Exercise data:
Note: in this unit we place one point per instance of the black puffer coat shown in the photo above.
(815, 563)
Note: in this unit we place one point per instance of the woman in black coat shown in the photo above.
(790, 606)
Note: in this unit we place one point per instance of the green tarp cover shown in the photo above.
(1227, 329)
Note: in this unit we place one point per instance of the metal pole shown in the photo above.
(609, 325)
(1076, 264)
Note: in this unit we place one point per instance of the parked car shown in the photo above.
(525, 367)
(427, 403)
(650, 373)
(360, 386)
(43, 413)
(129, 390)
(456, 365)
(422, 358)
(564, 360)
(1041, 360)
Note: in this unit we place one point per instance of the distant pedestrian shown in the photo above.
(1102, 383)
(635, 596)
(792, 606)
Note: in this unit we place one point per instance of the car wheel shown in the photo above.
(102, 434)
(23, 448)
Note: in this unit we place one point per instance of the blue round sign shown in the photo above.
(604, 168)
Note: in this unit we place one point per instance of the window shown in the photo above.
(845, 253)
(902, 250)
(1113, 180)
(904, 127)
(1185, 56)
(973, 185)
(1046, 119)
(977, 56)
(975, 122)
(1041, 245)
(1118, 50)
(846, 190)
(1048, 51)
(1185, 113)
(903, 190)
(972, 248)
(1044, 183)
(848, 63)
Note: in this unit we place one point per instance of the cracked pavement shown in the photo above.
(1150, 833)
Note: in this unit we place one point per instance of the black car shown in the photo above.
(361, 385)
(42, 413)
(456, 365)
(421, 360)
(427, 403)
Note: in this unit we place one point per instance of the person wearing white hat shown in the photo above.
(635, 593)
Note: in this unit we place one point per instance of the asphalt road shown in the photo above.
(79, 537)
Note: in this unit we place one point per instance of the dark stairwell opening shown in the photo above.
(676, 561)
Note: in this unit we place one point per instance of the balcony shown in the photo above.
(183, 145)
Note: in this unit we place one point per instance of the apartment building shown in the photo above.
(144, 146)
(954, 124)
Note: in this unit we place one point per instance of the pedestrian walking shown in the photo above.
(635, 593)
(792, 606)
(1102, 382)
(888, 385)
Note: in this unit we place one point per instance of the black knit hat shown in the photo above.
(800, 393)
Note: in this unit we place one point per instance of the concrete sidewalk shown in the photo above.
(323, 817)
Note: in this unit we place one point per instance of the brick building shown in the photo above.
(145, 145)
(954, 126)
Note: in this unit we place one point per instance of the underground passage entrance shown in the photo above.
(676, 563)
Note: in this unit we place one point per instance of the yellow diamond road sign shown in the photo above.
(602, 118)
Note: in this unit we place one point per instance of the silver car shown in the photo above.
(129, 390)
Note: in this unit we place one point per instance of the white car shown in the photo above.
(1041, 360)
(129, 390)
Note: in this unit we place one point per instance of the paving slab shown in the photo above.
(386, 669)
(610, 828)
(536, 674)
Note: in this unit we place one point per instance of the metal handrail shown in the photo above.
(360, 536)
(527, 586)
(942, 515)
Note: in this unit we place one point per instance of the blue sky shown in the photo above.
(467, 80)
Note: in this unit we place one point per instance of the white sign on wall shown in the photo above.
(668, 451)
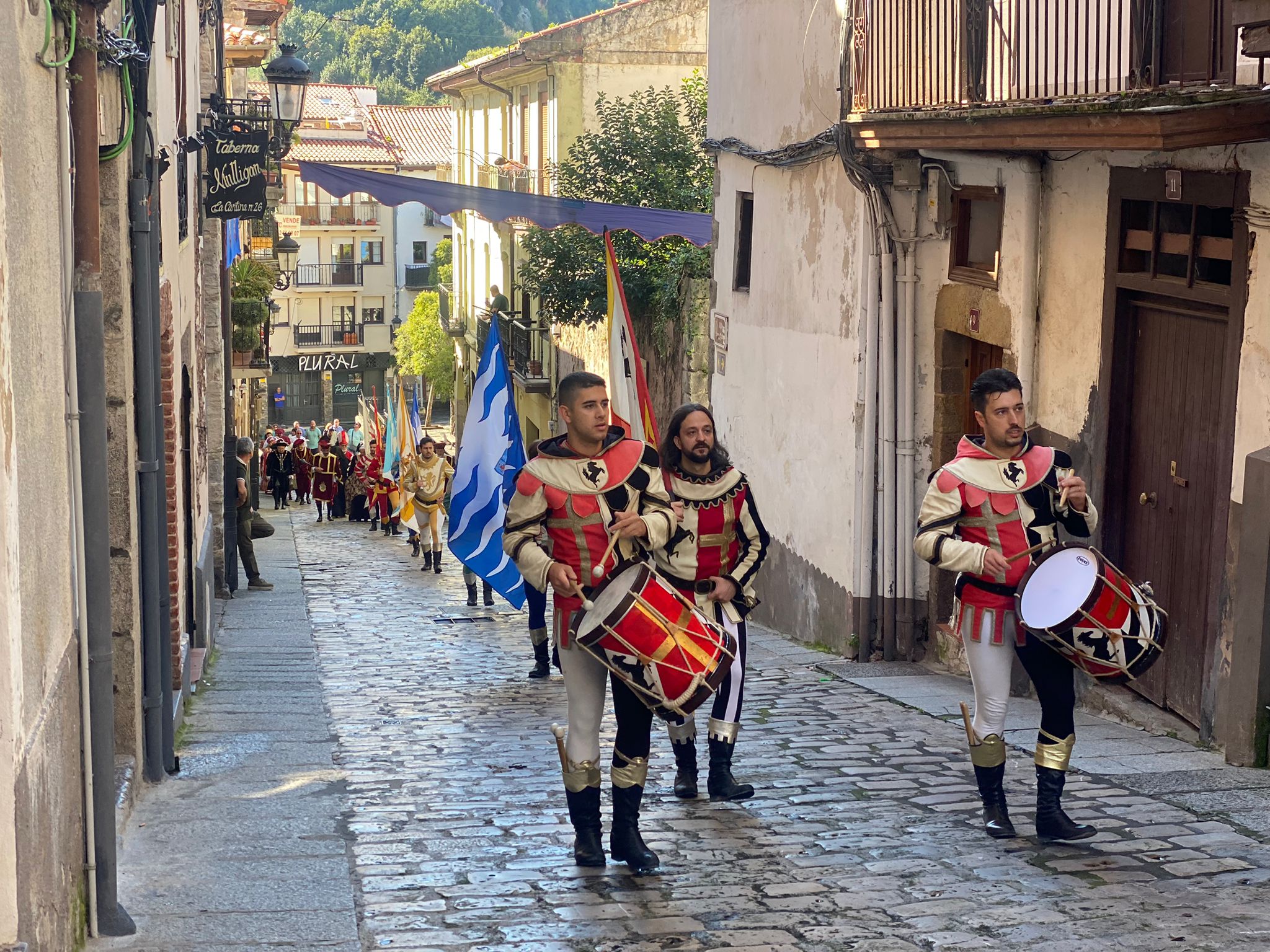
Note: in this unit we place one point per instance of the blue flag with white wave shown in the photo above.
(491, 454)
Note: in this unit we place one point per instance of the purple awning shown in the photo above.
(497, 205)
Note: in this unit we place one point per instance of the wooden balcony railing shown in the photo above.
(929, 54)
(328, 335)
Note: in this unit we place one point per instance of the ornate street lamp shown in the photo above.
(288, 255)
(288, 77)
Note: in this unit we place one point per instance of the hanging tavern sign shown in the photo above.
(235, 175)
(328, 362)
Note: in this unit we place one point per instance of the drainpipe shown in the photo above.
(150, 501)
(86, 376)
(868, 482)
(1025, 329)
(887, 441)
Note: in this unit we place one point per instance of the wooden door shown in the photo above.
(1174, 482)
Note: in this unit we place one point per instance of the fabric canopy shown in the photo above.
(497, 205)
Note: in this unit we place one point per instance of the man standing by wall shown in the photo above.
(251, 527)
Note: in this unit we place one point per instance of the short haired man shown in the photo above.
(249, 526)
(582, 488)
(426, 479)
(713, 559)
(998, 496)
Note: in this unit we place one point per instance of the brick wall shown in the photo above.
(171, 443)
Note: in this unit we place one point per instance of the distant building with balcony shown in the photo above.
(515, 113)
(361, 265)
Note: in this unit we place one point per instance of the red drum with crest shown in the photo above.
(1080, 604)
(660, 645)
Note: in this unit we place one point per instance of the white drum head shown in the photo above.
(1057, 588)
(618, 588)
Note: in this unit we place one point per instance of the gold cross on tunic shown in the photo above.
(722, 540)
(577, 524)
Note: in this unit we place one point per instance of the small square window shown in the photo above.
(975, 253)
(745, 240)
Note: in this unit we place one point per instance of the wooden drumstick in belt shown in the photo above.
(558, 733)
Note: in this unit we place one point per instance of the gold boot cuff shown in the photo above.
(578, 777)
(1059, 754)
(723, 730)
(631, 774)
(990, 752)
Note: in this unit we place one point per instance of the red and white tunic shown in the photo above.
(721, 536)
(980, 501)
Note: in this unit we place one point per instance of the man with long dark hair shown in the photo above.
(711, 558)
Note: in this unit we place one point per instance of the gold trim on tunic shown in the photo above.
(1055, 756)
(990, 752)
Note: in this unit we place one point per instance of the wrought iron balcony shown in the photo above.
(342, 275)
(418, 276)
(356, 215)
(328, 335)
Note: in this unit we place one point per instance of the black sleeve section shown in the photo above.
(938, 523)
(638, 479)
(762, 541)
(618, 498)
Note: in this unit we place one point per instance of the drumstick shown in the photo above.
(1016, 557)
(558, 733)
(966, 720)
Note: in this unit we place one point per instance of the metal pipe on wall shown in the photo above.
(887, 441)
(86, 394)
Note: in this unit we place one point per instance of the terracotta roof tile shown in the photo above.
(418, 134)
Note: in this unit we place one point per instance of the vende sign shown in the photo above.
(328, 362)
(235, 175)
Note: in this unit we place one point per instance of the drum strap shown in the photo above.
(990, 587)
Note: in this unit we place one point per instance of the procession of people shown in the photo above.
(652, 555)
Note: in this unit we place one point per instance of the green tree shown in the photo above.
(646, 151)
(424, 348)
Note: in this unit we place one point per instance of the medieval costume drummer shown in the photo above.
(984, 511)
(303, 462)
(711, 559)
(584, 487)
(326, 477)
(427, 480)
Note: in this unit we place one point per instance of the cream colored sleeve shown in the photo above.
(936, 527)
(525, 517)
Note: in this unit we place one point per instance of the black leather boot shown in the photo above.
(721, 782)
(686, 770)
(996, 815)
(1052, 823)
(588, 845)
(540, 662)
(625, 842)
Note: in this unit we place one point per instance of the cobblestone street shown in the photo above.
(860, 837)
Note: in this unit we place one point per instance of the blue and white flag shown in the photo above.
(489, 456)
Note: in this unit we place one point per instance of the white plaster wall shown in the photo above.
(786, 403)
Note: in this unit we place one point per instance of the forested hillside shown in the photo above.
(398, 43)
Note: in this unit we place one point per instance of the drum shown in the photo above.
(1078, 603)
(658, 643)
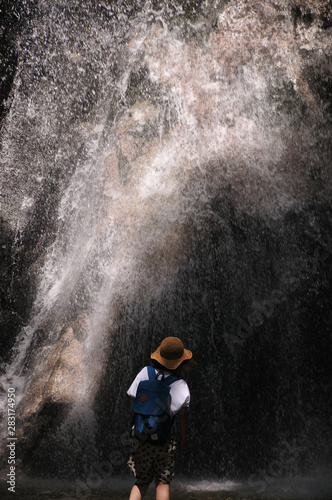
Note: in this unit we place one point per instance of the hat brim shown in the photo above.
(171, 364)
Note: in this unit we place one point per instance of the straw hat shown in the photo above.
(171, 353)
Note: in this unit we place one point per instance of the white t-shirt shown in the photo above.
(179, 390)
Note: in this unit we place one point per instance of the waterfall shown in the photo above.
(166, 170)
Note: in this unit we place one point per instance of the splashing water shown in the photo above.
(144, 118)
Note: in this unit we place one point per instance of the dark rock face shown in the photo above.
(166, 171)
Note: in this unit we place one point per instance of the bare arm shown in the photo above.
(183, 424)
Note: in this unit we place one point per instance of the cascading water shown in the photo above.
(165, 171)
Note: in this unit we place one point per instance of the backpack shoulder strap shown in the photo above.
(151, 373)
(170, 379)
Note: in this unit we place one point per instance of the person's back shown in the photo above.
(156, 460)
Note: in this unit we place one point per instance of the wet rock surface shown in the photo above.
(171, 176)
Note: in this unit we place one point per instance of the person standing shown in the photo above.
(153, 460)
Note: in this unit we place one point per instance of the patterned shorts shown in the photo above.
(150, 460)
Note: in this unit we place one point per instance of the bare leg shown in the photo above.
(162, 492)
(138, 491)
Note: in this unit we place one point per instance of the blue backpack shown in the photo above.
(152, 421)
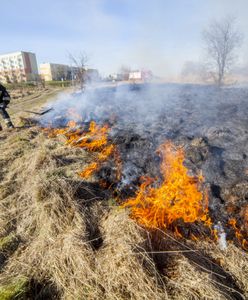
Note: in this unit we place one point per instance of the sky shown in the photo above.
(160, 35)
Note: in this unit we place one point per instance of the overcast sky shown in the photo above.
(156, 34)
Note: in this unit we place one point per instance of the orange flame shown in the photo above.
(178, 197)
(239, 236)
(95, 140)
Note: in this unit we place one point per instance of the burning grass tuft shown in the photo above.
(56, 230)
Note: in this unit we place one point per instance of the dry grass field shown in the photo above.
(60, 238)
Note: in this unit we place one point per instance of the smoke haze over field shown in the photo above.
(158, 35)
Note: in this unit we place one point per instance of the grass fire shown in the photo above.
(178, 198)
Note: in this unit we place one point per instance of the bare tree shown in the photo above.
(79, 68)
(221, 39)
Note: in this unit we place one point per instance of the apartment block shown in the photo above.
(50, 71)
(18, 67)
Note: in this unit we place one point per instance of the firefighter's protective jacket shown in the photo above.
(4, 96)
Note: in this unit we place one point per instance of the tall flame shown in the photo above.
(177, 198)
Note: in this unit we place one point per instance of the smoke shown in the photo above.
(190, 109)
(142, 117)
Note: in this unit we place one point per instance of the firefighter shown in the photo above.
(4, 101)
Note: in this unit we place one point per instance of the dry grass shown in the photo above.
(56, 230)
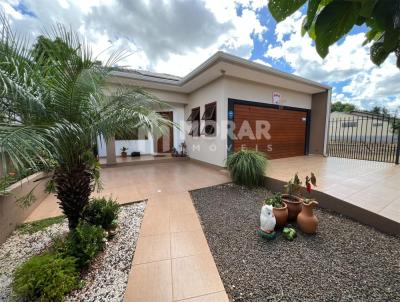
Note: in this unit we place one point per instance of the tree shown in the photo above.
(342, 107)
(329, 20)
(380, 110)
(54, 106)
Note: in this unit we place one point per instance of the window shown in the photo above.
(349, 124)
(210, 118)
(195, 119)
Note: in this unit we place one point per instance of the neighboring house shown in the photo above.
(228, 103)
(361, 126)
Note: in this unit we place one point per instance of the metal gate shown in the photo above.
(365, 136)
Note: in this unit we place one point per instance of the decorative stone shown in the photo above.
(289, 233)
(267, 219)
(267, 236)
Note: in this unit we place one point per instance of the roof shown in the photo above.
(225, 64)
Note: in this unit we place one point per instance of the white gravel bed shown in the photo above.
(107, 277)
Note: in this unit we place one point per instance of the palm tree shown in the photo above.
(53, 107)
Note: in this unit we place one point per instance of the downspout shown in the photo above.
(327, 120)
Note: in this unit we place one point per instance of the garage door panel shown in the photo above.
(287, 130)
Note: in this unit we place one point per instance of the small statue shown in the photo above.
(267, 219)
(267, 223)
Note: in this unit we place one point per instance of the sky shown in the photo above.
(175, 36)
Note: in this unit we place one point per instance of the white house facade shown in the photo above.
(228, 103)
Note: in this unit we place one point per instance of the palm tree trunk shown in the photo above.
(73, 189)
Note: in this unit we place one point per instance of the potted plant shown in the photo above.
(292, 197)
(123, 152)
(279, 208)
(306, 220)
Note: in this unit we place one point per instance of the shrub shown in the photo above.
(83, 243)
(46, 277)
(102, 212)
(247, 167)
(40, 225)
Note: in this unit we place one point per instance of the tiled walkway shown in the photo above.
(373, 186)
(172, 261)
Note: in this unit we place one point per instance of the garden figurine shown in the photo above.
(267, 219)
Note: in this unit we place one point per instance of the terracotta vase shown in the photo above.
(306, 220)
(293, 205)
(281, 215)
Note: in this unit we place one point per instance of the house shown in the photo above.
(229, 103)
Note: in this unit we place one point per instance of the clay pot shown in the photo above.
(306, 220)
(293, 204)
(281, 215)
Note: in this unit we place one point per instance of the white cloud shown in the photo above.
(348, 61)
(259, 61)
(170, 36)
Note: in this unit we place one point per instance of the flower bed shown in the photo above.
(107, 276)
(344, 261)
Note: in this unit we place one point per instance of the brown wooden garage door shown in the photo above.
(287, 130)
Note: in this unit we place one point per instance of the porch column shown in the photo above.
(110, 147)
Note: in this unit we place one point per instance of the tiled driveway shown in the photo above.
(172, 260)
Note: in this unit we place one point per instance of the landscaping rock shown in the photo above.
(108, 276)
(344, 261)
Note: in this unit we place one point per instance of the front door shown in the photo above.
(166, 141)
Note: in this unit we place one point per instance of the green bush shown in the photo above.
(247, 167)
(102, 212)
(47, 277)
(83, 243)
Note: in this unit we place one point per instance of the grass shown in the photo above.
(36, 226)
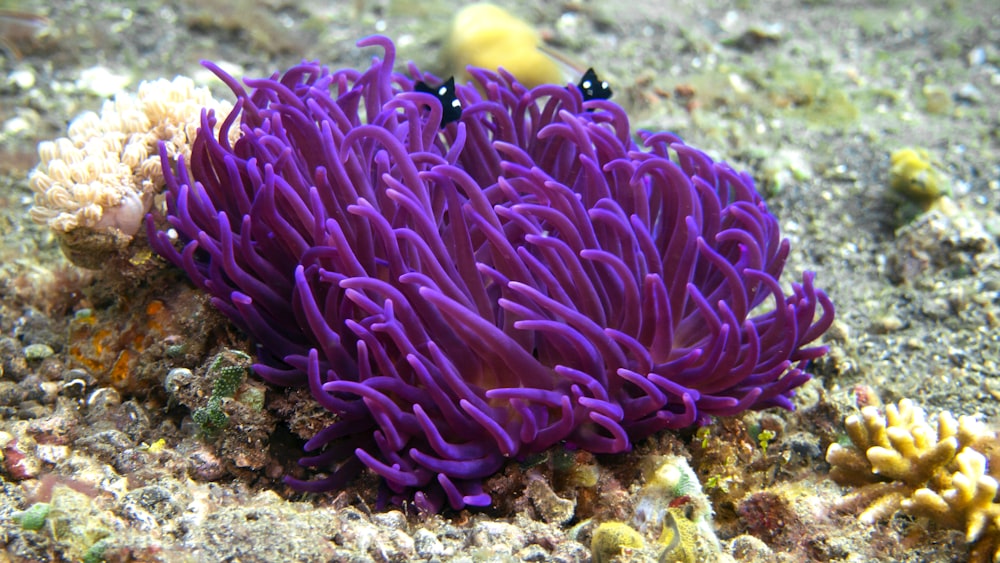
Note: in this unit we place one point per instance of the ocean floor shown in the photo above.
(105, 375)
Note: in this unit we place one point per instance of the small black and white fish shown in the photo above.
(592, 87)
(451, 106)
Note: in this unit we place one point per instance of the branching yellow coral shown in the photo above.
(104, 174)
(905, 463)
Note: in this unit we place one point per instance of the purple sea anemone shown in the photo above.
(524, 277)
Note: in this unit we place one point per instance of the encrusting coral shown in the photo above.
(467, 292)
(936, 469)
(102, 177)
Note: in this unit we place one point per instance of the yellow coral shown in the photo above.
(611, 539)
(487, 36)
(914, 176)
(104, 174)
(904, 463)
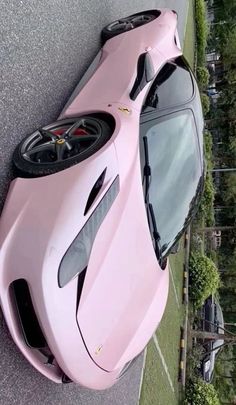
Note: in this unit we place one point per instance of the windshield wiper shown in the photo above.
(155, 234)
(146, 169)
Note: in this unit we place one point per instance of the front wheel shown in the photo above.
(60, 145)
(128, 23)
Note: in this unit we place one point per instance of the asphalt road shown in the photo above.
(46, 45)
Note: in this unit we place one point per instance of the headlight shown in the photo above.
(207, 366)
(77, 256)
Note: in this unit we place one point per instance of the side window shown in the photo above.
(172, 86)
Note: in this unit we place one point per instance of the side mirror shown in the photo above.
(145, 73)
(175, 248)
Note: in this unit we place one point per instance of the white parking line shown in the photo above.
(142, 374)
(175, 291)
(163, 362)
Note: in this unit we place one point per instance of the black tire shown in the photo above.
(126, 24)
(27, 163)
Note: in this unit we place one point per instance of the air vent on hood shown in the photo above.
(95, 191)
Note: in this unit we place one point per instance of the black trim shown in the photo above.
(81, 279)
(31, 329)
(86, 236)
(95, 191)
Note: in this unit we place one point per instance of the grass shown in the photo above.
(189, 42)
(202, 31)
(156, 388)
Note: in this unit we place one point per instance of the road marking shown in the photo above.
(163, 362)
(142, 374)
(176, 295)
(185, 26)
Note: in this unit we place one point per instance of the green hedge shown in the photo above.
(201, 31)
(203, 77)
(206, 207)
(205, 103)
(201, 393)
(204, 278)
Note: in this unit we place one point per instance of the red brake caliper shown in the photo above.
(78, 131)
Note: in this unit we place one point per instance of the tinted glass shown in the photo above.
(172, 86)
(175, 172)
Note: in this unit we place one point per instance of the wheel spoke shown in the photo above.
(60, 149)
(83, 138)
(74, 126)
(62, 141)
(45, 132)
(48, 146)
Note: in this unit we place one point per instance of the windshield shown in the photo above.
(175, 173)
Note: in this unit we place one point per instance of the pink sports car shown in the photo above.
(102, 196)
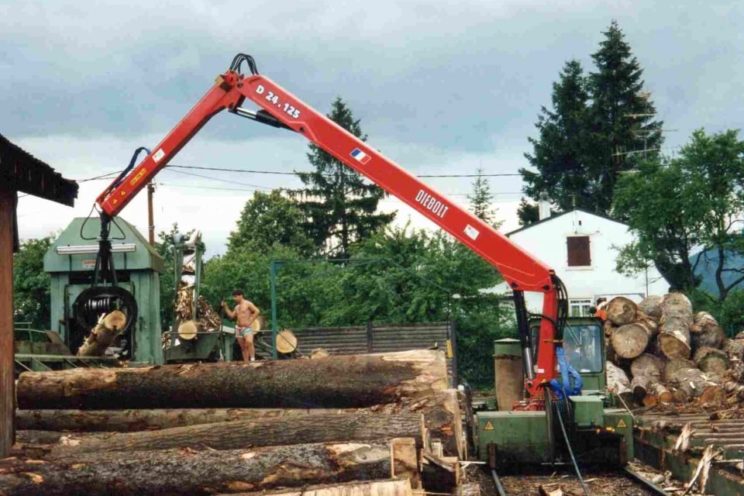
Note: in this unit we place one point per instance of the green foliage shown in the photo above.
(268, 219)
(597, 128)
(481, 200)
(340, 208)
(31, 285)
(397, 276)
(528, 213)
(675, 205)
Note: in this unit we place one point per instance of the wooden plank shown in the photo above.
(7, 393)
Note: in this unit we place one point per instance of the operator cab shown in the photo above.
(583, 343)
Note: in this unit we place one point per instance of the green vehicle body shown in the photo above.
(599, 431)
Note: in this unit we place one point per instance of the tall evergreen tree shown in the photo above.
(599, 126)
(622, 124)
(340, 207)
(481, 199)
(560, 150)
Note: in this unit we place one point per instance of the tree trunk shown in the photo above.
(617, 379)
(640, 385)
(705, 332)
(332, 382)
(677, 305)
(621, 310)
(651, 306)
(189, 472)
(630, 340)
(103, 334)
(674, 338)
(711, 360)
(734, 348)
(675, 364)
(657, 394)
(373, 488)
(648, 365)
(243, 434)
(693, 382)
(145, 420)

What is required:
From the "plank shown in the photo above." line to the close of the listing, restate each line word for word.

Task result:
Note: in this unit we place one point per instance of the wooden plank shown in the photo above.
(7, 393)
Note: in this unit we place one point per instance of the operator cab shown in the photo above.
(583, 343)
Note: in this unit we place one point per instance of the green vehicle body shown in the photo above.
(599, 431)
Note: in this unit we place one point per instance of the tall evergreen tree shown in the photo above.
(599, 126)
(622, 124)
(340, 207)
(481, 199)
(560, 150)
Note: in this unit we place one point per instance of the tree trunk shown in the photo above.
(617, 379)
(640, 385)
(705, 332)
(332, 382)
(677, 305)
(621, 310)
(651, 306)
(189, 472)
(630, 340)
(103, 334)
(674, 338)
(711, 360)
(734, 348)
(675, 364)
(657, 394)
(373, 488)
(648, 365)
(243, 434)
(693, 382)
(145, 420)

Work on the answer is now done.